L’application de l’Etat de droit à Saint-Barthélemy
Le 24 août, j’ai écouté avec attention l’allocution de M. le préfet Jacques Simonnet. J’ai été surpris lorsque il a expliqué que l’Etat de droit était on ne peut plus respecté à Saint-Barthélemy.
Il a notamment précisé que contrairement aux propos de certains, la population avait pu débattre et s’exprimer sur le changement du statut européen de Saint-Barthélemy, de région ultra-périphérique (RUP) vers un pays et territoire d’Outre-Mer (PTOM).
Ce constat sur la bonne application de l’Etat de droit m’a d’autant plus étonné que sur trois sujets au moins l’Etat n’a pas fait respecter le droit comme il l’aurait dû :
1 – sur la question européenne, la demande adressée au ministère de l’Outre-Mer n’était pas légale.
En effet, le conseil territorial était réuni pour débattre de l’intérêt ou non de changer de statut au niveau européen. L’ordre du jour ne faisait pas mention d’une demande officielle en vue du prochain Conseil Interministériel de l’Outre-Mer. Ce non respect de l’ordre du jour n’a pas fait l’objet de contrôle de la part des services de l’Etat.
Par ailleurs, et cela est le plus important, la population de Saint-Barthélemy n’a jamais été consultée sur cette sortie de l’Europe, comme on l’affirme trop souvent de manière un peu trop rapide, ou comme pour évacuer le manque de légitimité de la décision des élus.
2 – la pétition adressée par les associations d’environnement en faveur du maintien en zone naturelle de certains espaces sujets à déclassement dans le projet de nouvelle carte d’urbanisme n’a pas été sanctionnée par le contrôle de légalité.
Cette pétition, signée par plus de 15 % des électeurs (donc nettement au-delà du seuil de 10% prévu par la loi organique), devait être soumise au conseil territorial qui devait en débattre et décider ou non de l’intérêt d’organiser une consultation populaire. Or cette pétition n’a jamais été présentée au conseil territorial, ce qui est illégal, et le conseil exécutif, qui n’a pas compétence en la matière, a décidé que la pétition n’était pas recevable puisque la collectivité partageait les mêmes objectifs que les pétitionnaires !
Ce faisant, on a privé les citoyens d’un débat public en bonne et due forme à 19 élus, au profit d’une décision prise par le conseil exécutif, à l’unanimité. Autrement dit, le conseil exécutif a refusé au conseil territorial le droit de débattre d’un sujet pour lequel il avait obligation de débattre.

DÉFI A |
Relevez toutes les lignes de la liste ci-dessous qui contiennent le mot « dark », et recopiez-les sans les modifier.

DONNÉES FOURNIES |
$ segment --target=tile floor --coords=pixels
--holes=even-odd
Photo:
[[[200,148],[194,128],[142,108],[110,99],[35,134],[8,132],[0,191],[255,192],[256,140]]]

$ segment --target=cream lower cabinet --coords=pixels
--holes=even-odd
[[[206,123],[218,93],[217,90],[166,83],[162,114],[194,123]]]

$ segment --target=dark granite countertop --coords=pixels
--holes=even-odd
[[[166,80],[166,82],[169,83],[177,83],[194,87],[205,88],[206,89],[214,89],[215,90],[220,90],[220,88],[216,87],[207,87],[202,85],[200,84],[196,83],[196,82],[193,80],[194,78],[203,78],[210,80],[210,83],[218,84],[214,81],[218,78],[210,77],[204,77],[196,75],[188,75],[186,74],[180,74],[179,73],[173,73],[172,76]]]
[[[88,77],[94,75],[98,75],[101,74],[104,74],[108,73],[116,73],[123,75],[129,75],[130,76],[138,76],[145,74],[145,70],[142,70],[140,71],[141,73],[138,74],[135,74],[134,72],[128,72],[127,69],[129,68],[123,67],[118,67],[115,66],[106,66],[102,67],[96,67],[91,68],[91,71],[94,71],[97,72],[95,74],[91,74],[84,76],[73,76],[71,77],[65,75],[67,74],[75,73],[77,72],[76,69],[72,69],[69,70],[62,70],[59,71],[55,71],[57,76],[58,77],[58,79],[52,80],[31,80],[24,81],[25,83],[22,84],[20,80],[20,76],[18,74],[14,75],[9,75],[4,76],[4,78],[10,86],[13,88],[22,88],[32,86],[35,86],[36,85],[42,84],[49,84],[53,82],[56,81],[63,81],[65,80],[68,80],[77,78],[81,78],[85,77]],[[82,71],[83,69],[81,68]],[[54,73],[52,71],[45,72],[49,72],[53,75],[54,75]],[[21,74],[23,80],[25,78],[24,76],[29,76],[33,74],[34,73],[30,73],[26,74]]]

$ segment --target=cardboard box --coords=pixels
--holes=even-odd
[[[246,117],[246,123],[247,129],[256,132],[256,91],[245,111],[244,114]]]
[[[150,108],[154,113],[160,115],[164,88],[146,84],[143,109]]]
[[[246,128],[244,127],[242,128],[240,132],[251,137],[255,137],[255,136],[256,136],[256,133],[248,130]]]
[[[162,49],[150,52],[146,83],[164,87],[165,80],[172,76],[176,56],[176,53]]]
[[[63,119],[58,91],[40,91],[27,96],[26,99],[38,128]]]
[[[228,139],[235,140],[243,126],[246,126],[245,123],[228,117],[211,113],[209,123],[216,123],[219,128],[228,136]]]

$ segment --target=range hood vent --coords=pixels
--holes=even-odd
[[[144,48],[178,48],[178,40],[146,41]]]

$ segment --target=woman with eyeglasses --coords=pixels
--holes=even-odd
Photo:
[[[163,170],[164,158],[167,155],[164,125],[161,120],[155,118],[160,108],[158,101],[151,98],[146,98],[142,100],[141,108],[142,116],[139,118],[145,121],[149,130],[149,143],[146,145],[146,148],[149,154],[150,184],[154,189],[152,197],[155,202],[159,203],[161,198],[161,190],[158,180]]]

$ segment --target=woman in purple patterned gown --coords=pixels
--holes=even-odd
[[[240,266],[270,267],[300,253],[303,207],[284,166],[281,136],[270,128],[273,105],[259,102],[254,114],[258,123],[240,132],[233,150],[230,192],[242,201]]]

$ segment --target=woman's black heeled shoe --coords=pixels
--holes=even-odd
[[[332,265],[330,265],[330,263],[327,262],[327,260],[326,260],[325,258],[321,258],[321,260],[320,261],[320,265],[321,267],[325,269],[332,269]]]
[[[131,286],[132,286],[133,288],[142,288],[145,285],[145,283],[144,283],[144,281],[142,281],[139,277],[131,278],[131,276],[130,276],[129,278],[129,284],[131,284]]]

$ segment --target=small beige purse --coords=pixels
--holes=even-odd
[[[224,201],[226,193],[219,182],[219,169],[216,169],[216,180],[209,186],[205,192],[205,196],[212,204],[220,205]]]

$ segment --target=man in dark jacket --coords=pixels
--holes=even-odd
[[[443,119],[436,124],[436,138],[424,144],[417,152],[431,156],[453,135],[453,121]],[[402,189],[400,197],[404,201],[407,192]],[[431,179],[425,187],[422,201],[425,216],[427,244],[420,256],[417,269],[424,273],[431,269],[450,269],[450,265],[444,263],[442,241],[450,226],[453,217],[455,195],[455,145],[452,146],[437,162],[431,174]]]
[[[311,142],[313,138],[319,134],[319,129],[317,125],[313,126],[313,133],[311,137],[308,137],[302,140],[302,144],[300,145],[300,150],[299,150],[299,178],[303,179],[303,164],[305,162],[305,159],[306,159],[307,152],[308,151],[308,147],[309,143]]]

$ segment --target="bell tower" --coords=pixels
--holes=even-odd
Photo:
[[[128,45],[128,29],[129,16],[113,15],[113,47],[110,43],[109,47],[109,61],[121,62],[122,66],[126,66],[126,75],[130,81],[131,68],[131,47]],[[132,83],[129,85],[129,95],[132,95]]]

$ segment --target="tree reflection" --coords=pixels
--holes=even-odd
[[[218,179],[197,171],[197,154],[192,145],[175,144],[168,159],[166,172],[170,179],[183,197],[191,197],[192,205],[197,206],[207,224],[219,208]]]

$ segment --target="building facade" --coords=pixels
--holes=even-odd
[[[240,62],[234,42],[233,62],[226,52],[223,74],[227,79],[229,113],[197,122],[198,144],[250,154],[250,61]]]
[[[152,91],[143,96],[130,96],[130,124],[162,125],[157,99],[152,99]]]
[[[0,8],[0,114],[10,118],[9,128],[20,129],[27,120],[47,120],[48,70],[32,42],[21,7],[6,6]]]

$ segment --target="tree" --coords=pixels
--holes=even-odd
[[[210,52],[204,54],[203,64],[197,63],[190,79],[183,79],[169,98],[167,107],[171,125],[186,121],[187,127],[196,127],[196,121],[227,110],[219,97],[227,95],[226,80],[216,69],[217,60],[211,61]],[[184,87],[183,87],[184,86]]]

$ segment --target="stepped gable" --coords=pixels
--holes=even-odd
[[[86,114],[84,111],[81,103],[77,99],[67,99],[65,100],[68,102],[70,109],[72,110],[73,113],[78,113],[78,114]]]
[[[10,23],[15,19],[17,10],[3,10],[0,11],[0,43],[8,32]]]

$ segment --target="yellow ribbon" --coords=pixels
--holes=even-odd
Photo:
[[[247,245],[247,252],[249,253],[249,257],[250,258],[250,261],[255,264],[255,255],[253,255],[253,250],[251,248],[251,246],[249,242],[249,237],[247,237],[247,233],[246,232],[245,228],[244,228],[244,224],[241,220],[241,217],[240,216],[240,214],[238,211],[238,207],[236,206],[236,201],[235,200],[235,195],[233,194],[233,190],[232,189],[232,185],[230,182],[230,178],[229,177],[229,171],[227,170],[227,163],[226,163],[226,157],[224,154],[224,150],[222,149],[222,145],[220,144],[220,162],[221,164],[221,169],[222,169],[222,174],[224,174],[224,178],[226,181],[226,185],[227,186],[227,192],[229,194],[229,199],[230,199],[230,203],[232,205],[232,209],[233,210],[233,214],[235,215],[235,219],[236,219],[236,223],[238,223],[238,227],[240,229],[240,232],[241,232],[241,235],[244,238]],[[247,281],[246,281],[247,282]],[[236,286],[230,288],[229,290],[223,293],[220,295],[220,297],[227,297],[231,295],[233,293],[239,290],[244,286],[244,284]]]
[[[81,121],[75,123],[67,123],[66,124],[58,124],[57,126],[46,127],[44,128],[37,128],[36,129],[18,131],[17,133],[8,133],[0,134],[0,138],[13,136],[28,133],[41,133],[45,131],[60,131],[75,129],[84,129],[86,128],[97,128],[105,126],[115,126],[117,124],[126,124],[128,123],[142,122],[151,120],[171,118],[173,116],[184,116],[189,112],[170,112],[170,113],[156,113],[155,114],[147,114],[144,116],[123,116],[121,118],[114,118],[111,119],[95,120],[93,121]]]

DÉFI B |
Rédigez la suite du texte sur l'État de droit à Saint-Barthélemy, présenté plus haut, en reprenant juste après sa dernière phrase.

RÉSULTAT A |
$ segment --target=dark granite countertop --coords=pixels
$ segment --target=man in dark jacket --coords=pixels

RÉSULTAT B |
Une telle infraction à la loi organique aurait dû faire l’objet d’une sanction de la décision du conseil exécutif par le contrôle de légalité. Cela n’a pas été le cas, alors même que les associations à l’origine de la pétition avaient adressé un courrier en ce sens au préfet, dans les temps impartis, et ont été en contact avec les services concernés. Ce n’est donc pas un oubli de la part des services de l’Etat.
3 – les compte-rendus de réunion du conseil territorial sont toujours quasi inexistants.
Seuls quelques compte-rendus des réunions du conseil territorial ont été distribués aux élus – plus d’un an après les débats – et rendus publics, alors que la loi organique précise que les élus doivent valider avant chaque début de séance le compte-rendu de la séance précédente. Or comment voulez-vous, en toute objectivité, valider un compte-rendu effectué plusieurs mois après le débat ?
Monter au créneau pour avoir ces compte-rendu ce n’est pas un excès de zèle de ma part. C’est la seule trace légale pour expliquer après coup le sens de nos décisions, pour garder une trace des points qui ont fait débat ou non, des prises de position des uns et des autres.
Sur cette question, après avoir demandé la réalisation des compte-rendus à plusieurs reprises, et en vain, j’avais adressé un courrier à M. le préfet Dominique Lacroix, qui m’avait répondu qu’il avait rappelé le président de la collectivité à ses devoirs sur ce point. Force est de constater que cela n’a eu aucun impact, ou si peu…
Deux autres aspects de notre fonctionnement mériteraient que l’Etat s’y intéresse :
– la faible fréquence de réunion du conseil territorial. Par exemple, on se réunit le 15 octobre, soit quatre mois après la dernière réunion. Or la loi prévoit un minimum d’une réunion par trimestre, ce qui vu l’importance de notre collectivité est déjà peu. La conséquence concrète est qu’on se retrouve à chaque réunion avec beaucoup trop de points à l’ordre du jour pour en débattre dans de bonnes conditions.
– le non-remplacement de Patrick Kawamura, suite à sa démission du conseil exécutif. Sur le plan juridique, il serait intéressant que l’on sache définitivement si oui ou non le conseil exécutif doit être impérativement composé de sept membres, et quelle est la validité juridique des actes pris par un conseil exécutif incomplet.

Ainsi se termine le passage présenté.